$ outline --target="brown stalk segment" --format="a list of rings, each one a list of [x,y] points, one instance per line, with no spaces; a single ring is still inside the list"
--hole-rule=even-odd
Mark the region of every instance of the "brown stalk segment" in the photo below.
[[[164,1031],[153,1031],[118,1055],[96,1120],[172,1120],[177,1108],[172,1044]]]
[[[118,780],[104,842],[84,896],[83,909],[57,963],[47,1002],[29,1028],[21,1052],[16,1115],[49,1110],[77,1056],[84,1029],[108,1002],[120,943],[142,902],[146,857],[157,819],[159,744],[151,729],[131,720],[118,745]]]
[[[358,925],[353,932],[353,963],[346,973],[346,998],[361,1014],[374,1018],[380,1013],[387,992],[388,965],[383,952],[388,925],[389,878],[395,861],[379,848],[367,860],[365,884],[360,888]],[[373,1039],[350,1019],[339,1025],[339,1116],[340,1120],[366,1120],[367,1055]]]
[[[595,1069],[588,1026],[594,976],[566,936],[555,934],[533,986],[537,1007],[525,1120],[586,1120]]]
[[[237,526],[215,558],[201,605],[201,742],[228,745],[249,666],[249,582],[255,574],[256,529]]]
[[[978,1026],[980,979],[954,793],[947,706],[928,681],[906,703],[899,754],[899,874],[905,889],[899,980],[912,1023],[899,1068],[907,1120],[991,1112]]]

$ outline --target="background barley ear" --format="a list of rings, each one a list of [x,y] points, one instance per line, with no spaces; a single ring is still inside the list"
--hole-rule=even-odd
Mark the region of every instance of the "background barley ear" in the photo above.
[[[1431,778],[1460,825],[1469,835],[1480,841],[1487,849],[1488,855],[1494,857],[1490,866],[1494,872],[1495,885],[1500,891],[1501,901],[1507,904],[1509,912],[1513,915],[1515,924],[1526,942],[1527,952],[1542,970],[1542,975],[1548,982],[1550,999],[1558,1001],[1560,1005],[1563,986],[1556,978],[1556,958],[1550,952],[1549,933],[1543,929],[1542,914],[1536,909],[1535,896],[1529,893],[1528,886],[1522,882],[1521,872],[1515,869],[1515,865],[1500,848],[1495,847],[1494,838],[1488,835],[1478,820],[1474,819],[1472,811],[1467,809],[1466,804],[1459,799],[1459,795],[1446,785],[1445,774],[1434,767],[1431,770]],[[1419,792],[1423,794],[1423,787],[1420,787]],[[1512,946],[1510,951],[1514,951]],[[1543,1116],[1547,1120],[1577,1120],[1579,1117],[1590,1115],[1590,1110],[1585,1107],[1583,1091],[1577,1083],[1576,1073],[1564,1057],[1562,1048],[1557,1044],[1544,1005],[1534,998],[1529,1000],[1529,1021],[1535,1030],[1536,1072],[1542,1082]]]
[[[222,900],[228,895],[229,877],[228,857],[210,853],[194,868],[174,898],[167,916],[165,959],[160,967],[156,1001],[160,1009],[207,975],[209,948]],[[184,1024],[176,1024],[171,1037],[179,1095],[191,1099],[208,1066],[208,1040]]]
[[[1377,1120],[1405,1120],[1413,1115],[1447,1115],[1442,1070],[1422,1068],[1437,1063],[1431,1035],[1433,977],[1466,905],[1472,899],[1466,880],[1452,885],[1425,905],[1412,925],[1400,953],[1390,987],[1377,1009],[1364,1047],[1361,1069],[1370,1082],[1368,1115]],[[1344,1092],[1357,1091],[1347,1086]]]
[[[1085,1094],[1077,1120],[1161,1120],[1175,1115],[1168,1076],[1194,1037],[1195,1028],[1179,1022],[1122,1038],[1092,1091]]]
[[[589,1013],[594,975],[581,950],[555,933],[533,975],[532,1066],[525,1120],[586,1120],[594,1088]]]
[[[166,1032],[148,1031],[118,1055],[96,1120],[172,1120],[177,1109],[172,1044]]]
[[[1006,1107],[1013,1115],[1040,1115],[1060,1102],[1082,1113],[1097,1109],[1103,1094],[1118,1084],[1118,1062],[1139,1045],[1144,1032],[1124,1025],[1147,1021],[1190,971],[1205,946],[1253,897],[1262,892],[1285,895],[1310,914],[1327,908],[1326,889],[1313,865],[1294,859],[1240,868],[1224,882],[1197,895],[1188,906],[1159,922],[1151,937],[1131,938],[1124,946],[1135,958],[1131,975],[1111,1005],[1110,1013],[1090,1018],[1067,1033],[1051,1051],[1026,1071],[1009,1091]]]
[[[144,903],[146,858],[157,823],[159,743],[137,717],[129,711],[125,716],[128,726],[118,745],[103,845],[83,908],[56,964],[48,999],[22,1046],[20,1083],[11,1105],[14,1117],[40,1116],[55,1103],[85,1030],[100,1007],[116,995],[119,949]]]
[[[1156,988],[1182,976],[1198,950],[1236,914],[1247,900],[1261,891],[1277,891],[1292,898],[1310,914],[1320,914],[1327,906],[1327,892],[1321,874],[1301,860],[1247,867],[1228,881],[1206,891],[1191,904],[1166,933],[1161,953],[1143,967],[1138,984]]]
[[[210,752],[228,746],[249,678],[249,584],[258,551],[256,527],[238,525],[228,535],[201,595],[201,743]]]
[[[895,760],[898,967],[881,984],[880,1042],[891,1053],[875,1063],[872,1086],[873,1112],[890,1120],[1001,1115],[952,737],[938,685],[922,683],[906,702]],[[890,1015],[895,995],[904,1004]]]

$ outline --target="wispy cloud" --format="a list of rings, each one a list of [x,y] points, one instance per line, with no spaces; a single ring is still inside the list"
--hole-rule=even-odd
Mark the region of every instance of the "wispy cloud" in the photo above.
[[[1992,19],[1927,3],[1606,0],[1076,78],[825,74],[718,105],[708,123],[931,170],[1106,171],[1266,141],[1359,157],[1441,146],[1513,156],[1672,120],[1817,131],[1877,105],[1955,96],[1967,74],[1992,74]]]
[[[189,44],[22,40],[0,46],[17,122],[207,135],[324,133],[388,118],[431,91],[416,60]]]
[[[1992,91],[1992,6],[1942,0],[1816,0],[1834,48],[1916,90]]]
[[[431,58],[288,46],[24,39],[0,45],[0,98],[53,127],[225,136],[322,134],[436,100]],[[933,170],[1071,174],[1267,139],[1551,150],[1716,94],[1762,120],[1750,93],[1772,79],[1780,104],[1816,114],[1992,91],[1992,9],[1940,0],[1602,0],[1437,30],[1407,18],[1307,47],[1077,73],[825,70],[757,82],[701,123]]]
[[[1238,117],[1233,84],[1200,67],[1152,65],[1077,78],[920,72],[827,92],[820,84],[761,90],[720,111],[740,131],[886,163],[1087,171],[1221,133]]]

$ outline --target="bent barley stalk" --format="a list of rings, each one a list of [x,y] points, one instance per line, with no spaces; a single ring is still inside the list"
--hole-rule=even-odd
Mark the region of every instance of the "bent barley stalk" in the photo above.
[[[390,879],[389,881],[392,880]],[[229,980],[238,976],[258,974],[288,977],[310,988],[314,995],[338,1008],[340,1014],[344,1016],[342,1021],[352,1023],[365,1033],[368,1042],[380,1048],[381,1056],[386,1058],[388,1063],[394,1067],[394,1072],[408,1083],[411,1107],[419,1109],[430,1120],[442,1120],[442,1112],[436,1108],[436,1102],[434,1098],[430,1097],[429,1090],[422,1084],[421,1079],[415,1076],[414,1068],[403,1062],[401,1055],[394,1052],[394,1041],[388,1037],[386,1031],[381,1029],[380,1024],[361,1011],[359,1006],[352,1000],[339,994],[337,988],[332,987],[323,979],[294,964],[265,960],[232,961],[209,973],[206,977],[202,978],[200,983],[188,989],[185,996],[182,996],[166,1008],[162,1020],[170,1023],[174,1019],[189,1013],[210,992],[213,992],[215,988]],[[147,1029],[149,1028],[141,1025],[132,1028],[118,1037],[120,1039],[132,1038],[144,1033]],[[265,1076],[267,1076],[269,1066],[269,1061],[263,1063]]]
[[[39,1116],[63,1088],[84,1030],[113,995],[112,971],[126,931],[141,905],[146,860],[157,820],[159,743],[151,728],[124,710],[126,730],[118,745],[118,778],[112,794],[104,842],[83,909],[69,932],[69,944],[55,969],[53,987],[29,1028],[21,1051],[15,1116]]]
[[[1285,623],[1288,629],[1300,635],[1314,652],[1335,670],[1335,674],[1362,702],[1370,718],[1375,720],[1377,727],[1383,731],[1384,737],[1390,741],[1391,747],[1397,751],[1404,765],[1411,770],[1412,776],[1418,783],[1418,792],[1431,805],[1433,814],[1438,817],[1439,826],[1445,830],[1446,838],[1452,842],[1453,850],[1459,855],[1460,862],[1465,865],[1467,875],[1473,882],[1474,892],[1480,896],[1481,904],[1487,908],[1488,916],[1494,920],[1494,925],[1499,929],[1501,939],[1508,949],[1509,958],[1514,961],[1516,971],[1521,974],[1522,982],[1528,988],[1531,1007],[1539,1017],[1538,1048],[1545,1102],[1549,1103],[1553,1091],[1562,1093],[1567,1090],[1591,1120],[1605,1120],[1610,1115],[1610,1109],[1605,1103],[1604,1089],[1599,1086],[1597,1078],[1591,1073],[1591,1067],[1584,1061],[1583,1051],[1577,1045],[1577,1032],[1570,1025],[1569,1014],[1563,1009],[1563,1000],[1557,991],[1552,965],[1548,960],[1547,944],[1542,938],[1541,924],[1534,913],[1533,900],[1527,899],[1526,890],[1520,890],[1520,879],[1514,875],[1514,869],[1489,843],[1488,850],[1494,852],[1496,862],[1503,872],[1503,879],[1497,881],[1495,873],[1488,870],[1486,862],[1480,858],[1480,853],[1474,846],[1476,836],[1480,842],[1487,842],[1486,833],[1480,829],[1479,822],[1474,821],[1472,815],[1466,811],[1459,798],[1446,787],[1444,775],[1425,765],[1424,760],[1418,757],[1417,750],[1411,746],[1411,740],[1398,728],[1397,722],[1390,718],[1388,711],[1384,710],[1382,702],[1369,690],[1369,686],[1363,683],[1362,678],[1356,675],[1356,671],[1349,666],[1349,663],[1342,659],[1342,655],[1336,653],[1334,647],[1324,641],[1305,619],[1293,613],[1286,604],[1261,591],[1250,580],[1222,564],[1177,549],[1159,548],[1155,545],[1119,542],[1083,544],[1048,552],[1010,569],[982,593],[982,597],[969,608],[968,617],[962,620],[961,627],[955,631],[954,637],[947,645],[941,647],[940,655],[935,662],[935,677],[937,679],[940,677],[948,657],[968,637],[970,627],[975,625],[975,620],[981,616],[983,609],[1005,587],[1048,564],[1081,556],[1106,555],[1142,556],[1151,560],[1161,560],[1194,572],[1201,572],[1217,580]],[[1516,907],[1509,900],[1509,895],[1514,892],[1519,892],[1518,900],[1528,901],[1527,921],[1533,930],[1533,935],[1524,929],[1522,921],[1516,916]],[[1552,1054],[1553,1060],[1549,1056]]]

------------------------

Check the lines above and copy each one that includes "wispy".

$ outline --target="wispy cloud" --format="a list of rings, each one a list of [x,y] points, one instance per line, with no spaces; a single ring is still inside the list"
Mark the region of every instance of the "wispy cloud" in the photo above.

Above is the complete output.